[Records of labeled points]
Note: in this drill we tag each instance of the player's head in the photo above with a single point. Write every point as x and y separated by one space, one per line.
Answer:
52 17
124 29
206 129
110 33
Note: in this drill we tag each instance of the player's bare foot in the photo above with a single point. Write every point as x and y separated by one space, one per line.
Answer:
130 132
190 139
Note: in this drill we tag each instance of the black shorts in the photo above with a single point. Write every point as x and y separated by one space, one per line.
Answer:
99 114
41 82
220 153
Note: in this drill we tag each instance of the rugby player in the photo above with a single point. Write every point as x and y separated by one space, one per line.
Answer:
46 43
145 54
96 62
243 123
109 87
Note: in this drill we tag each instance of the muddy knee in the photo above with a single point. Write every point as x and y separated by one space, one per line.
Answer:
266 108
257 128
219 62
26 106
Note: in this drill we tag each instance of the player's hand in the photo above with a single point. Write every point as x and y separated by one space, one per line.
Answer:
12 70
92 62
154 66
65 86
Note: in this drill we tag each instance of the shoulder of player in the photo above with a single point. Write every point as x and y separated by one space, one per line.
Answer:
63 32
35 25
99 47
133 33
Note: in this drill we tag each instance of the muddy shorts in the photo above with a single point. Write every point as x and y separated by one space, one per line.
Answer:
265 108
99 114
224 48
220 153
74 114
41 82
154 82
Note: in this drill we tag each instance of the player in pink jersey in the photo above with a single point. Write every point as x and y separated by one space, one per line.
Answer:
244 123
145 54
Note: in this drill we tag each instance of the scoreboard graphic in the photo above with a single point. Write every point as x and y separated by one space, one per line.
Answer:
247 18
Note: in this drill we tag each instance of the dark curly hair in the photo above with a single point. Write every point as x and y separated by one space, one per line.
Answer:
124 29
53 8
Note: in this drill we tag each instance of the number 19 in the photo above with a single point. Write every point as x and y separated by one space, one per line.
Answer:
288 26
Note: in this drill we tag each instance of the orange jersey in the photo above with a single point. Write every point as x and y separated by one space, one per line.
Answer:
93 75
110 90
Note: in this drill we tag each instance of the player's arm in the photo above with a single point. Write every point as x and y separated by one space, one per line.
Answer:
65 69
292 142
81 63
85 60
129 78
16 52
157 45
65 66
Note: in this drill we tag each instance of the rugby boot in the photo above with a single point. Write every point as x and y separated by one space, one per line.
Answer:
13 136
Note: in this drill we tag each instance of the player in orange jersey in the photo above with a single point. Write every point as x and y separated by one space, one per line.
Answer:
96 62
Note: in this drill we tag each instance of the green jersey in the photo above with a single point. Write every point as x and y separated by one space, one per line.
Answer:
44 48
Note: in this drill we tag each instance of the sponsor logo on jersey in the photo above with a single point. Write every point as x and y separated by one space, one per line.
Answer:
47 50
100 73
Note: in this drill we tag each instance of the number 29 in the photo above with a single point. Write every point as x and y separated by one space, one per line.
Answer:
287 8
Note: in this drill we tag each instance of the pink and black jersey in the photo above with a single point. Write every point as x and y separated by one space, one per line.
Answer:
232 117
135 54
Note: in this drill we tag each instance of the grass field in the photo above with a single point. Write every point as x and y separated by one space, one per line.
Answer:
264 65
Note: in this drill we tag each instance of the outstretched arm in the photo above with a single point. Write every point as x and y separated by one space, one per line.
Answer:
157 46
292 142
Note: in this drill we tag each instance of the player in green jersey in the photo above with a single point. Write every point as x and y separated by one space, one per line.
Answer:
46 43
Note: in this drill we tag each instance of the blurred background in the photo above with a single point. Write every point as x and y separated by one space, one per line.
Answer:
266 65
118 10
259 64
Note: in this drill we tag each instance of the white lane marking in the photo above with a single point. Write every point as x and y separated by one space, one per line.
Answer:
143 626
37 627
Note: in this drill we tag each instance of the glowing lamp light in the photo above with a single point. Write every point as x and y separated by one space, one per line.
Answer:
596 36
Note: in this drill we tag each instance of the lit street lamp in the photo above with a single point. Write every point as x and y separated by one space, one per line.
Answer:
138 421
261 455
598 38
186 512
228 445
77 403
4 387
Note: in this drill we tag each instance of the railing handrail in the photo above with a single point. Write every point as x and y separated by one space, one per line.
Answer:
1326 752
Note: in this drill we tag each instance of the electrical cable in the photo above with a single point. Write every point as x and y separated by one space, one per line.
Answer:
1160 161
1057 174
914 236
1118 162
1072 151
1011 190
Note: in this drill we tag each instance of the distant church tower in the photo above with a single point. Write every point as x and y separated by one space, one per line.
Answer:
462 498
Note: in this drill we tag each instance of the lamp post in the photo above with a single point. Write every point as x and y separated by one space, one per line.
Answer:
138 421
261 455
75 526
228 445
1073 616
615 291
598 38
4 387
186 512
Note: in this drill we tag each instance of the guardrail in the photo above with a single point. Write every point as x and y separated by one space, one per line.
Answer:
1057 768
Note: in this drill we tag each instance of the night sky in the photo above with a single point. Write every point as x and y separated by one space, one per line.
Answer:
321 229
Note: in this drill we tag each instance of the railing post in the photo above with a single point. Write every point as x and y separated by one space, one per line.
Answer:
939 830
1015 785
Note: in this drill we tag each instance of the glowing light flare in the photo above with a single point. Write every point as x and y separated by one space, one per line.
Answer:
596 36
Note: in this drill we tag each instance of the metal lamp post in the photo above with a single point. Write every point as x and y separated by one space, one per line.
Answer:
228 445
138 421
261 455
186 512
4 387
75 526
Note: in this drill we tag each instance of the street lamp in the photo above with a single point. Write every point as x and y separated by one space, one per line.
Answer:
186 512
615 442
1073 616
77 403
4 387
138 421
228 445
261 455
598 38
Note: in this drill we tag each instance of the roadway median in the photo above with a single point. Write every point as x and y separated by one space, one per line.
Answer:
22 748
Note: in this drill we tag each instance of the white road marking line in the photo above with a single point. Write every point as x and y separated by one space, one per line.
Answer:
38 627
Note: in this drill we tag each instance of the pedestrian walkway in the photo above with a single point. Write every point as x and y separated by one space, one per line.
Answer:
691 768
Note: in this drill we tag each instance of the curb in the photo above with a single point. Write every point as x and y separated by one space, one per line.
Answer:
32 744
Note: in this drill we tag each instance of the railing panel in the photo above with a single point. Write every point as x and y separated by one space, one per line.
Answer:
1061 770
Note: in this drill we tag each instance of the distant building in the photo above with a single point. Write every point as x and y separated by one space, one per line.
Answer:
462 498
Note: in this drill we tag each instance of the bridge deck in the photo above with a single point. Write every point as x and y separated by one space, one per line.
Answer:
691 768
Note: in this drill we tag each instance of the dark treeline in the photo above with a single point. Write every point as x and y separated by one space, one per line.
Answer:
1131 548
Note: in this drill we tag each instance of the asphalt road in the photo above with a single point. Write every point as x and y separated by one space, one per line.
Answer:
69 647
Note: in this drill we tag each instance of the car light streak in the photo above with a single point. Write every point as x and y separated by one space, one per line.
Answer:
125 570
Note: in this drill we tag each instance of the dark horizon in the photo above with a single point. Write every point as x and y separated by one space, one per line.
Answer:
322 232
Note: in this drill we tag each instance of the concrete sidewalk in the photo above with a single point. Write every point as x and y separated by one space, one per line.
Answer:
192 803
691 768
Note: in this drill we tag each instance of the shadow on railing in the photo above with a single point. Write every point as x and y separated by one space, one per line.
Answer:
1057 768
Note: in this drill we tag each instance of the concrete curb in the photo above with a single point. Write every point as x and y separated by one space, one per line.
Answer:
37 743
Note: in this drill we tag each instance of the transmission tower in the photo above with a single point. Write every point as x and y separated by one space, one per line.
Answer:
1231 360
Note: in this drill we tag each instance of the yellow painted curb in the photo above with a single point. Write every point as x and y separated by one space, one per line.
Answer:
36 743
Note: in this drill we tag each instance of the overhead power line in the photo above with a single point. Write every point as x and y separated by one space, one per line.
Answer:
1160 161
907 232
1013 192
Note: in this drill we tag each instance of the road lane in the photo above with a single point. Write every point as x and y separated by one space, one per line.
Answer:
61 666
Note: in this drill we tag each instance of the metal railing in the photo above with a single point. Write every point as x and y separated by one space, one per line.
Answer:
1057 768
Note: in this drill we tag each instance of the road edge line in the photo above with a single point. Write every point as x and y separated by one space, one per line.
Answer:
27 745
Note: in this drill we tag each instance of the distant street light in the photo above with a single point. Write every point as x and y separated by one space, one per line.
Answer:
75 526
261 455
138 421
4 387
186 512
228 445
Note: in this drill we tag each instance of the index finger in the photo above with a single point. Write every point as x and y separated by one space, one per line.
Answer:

### WORK REQUIRED:
Quote verbatim the line containing "the dark horizon" and every line after it through the end of the records above.

### REPLY:
Note: in this drill we tag each instance of the dark horizon in the photo above with a single point. Write every point as x and y separated by one space, one per line.
Answer:
322 232
Note: in this drill we tag each instance of the concrete sidewalk in the photo above with a single point. Write every point as x and y separated by one space, one per line.
Answer:
192 803
691 768
Note: in this drill we tag each instance of the shadow on railing in the photo above with a single point. Write every point as x and y separated by one space, one per line.
Answer:
1057 768
Note: in this drill we tag each instance of the concrete curb in the photo above with a single point. Write every point as x and y separated by one space, one per line.
Answer:
37 743
Note: in this drill we tag each instance of the transmission tower in the photo above with a single point. Write every point as x and y separated by one space, one per line.
Answer:
1231 360
Note: in this drill we tag each instance of the yellow painted curb in the photo above with a single point. Write every point as x and y separated by one space, one per line.
Answer:
36 743
Note: in this drill we tag each instance of the overhead power line in the photo above with a single point. Write every point as x and y separated by one space, one per line.
Answer:
1160 161
907 232
1013 192
Note: in this drill we tag each instance of the road lane in the photo above with a single point. Write every point as x and y separated by one space, one per line.
Answer:
61 666
Note: in this drill we tag each instance of the metal railing in the photo above with a single point. Write every point as x and y separated by one space, one per line.
Answer:
1057 768
Note: in this drill we tag each instance of the road edge line in the photo above with a single point. Write every point as x and y separated by one space, one per line.
Answer:
27 745
Note: in this drill we tag each instance of the distant street light in the photo above with a single point. Write every point as x and y separated by one space, one per line.
Answer:
75 526
261 455
138 421
4 387
186 512
228 445
Note: in this drill we tag each instance of the index finger in the photo above with a single point. Write every point as x and y separated by one space, one per line.
Answer:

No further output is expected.